• **Exercise details**
Quote every line of the items below word for word, leaving out the pictures.

# Start of Input material

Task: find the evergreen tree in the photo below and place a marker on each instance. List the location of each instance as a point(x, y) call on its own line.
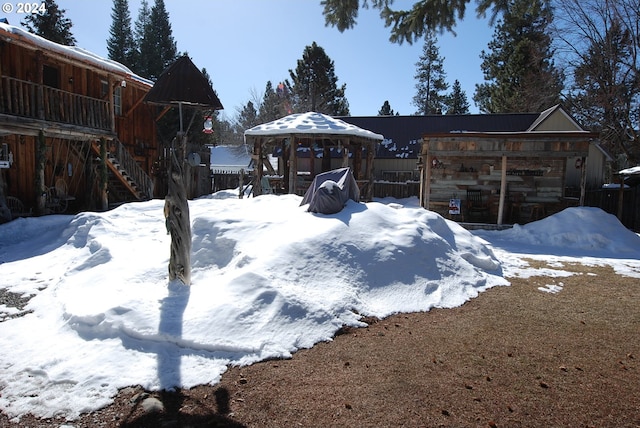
point(603, 41)
point(121, 46)
point(519, 71)
point(314, 84)
point(52, 25)
point(247, 117)
point(274, 103)
point(408, 25)
point(456, 102)
point(430, 97)
point(386, 109)
point(156, 46)
point(142, 39)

# End of Input material

• **Final result**
Task: find the evergreen tree in the photo below and place a marker on each instance. List the location of each instance as a point(x, y) call on its own line.
point(603, 41)
point(121, 46)
point(519, 71)
point(314, 84)
point(52, 25)
point(247, 117)
point(274, 103)
point(408, 25)
point(456, 102)
point(430, 97)
point(386, 109)
point(156, 46)
point(142, 39)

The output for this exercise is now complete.